Start of Block

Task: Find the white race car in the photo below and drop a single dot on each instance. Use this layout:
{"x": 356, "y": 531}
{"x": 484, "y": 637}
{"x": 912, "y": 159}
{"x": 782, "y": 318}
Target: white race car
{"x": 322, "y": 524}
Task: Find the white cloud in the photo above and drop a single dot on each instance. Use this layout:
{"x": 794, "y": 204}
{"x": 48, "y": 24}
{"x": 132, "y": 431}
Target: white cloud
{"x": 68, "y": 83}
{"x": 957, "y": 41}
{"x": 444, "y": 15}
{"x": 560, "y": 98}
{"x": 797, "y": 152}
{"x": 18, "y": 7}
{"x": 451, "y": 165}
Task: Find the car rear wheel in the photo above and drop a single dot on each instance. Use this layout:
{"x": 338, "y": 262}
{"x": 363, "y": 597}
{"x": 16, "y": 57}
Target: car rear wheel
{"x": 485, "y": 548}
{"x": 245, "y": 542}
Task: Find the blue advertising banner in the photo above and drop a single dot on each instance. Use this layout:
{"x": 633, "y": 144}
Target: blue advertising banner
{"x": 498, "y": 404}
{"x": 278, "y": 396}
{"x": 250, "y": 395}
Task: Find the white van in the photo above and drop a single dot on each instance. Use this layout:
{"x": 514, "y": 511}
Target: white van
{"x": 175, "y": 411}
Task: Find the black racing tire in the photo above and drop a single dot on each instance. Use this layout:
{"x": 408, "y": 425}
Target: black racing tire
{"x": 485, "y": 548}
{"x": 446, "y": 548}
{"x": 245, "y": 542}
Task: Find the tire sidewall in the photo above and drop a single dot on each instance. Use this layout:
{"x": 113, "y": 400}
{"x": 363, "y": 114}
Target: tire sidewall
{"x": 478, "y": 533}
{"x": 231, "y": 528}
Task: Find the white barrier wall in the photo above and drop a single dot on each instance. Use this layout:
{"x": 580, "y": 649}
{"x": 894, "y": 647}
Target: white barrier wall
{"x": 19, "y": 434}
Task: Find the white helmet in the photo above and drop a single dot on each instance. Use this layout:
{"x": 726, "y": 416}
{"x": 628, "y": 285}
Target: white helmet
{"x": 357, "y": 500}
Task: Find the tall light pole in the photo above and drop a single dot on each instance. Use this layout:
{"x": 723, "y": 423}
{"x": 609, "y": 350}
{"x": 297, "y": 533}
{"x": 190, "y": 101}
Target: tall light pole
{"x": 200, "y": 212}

End of Block

EXERCISE PROMPT:
Within the listing above, say how many lines contain the string "this". Reply with the number only.

EXERCISE RESPONSE:
10